Problem 1:
For each statement, say yes or no according to the passage on Simone Weil, quoting the words of that passage that decide it. (a) The passage describes Weil as often naming Maritain explicitly. (b) The passage says the civilization in southern France was destroyed at the start of the thirteenth century. (c) The passage says Weil told Father Perrin that her intelligence was among the things that cannot enter the Church.
Problem 2:
Continue the passage on Simone Weil, starting after its last sentence.

Text section:
In the final pages of The Need for Roots—which is to say, at the very end of her brief life’s work—Weil returns to her skeptical interrogation of what I have called the neo-Thomist interpretation of history. “But a Christian civilization in which the light of Christianity would have illuminated the whole of life, would only have been possible if the Roman conception of enslaving people’s minds adopted by the Church had been cast aside.”85 It is important to recall here that she had told Father Perrin that “my own intelligence is numbered among” those things that cannot enter the Church because of those two words, anathema sit: she could not enter the Church because that would have been to accept intellectual “enslavement”—to, as she puts it in her essay on the Iliad, bow her neck to force. Those who embrace the High Gothic era as the high point in the history of the Church, who therefore endorse what she calls “spiritual totalitarianism,” have exchanged the suffering Christ for a version of Jupiter. “The Roman conception of God still exists today, even in such minds as that of Maritain”—one of her few explicit references to the philosopher with whom, as I have tried to show, she is often in implicit controversy.86

But the Church had not always and everywhere made such demands. There was at one time, especially in the south of France, and as we saw in an earlier chapter, a more generous accommodation at work. But “at the beginning of the thirteenth century, this civilization still in process of formation was destroyed by the ruin of its principal centre, that is to say, the lands to the south of the Loire, the setting up of the Inquisition and the stifling of religious thought under the sign of orthodoxy.”87

This stifling produced consequences that were massive, unforeseen—and inevitable, given the assumptions that underlay this “spiritual totalitarianism”: the very “conception of orthodoxy” is effectively, functionally, generated by “rigorously separating the domain relating to the welfare of souls, which is that of an unconditional subjection of the mind to external authority, from the domain relating to so-called profane matters, in which the intelligence remains free.” This distinction is, for Weil, utterly tragic, because it “makes impossible that mutual penetration of the religious and the profane which would be the essence of a Christian civilization.” A mind that is free only in some areas, having bowed its neck to force in others, can never be whole. Therefore “[i]t is in vain that every day, at Mass, a little water is mixed with the wine.”

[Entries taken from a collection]
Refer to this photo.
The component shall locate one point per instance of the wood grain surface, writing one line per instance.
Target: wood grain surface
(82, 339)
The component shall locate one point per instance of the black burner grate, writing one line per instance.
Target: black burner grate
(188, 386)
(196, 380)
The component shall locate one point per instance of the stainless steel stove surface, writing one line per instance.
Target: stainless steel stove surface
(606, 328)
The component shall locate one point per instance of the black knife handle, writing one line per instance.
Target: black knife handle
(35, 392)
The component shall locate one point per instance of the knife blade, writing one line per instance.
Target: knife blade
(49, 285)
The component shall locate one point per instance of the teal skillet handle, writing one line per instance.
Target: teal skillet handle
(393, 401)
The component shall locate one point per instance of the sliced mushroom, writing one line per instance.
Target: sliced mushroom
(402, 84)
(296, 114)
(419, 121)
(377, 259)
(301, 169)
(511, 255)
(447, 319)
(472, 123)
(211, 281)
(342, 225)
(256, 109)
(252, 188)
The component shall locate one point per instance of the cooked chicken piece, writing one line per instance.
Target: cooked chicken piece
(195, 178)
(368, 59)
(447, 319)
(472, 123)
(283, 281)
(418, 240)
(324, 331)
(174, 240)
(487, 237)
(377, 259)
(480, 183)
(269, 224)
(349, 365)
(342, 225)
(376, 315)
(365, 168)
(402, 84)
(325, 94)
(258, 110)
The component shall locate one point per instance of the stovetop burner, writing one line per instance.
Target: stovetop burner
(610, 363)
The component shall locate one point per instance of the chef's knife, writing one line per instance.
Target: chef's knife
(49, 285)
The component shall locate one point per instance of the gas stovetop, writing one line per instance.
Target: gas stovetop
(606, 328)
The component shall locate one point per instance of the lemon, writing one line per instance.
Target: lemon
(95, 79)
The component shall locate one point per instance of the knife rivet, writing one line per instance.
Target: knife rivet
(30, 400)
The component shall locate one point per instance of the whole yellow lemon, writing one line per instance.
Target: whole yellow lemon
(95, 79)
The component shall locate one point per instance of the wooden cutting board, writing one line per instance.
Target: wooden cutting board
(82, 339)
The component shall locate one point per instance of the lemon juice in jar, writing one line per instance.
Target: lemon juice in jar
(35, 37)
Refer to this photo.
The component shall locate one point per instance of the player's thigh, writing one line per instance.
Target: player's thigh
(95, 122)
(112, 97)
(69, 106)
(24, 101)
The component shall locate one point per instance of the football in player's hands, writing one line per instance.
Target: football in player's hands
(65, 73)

Exercise response 1:
(a) No: "one of her few explicit references to the philosopher"
(b) Yes: "at the beginning of the thirteenth century, this civilization still in process of formation was destroyed"
(c) Yes: "my own intelligence is numbered among"

Exercise response 2:
At this stage, her writing became more fragmentary, aphoristic. She was working very quickly. Throughout the spring of 1943 her health had been declining, probably because she had been working at the Free French offices all day and writing all night. So much needed to be said; there was so much to do. In those last months, her whole life was work; it is significant that the last problem she raises in her unfinished book is the problem of labor, labor with and without dignity, which had concerned her all her life.

Eventually she was diagnosed with tuberculosis and was taken to a sanatorium in Kent, where she insisted that she did not want, or deserve, more food than people in occupied France were likely to have. When she died of cardiac failure on August 24, 1943, the coroner ruled that “the deceased did kill and slay herself by refusing to eat whilst the balance of her mind was disturbed.” The verdict was rashly and unfairly reached: her body was failing, and it is unlikely that even with the best care she could have held out much longer. She had always opposed to the force of the world the force of her own personality—she had heard the idea of grace freely given and freely, but such a notion was at the deepest levels of her being inaccessible—and so unequal a contest could not have lasted long.

She was thirty-four when she died. She was buried in the Catholic section of Bybrook Cemetery in Ashford, Kent, but did not receive—as an unbaptized person, could not have received—Catholic burial. A friend, Maurice Schumann, read prayers over her grave. She never entered the Church, and her body rests in a strange land. In death, as in life, she remained one of those outside.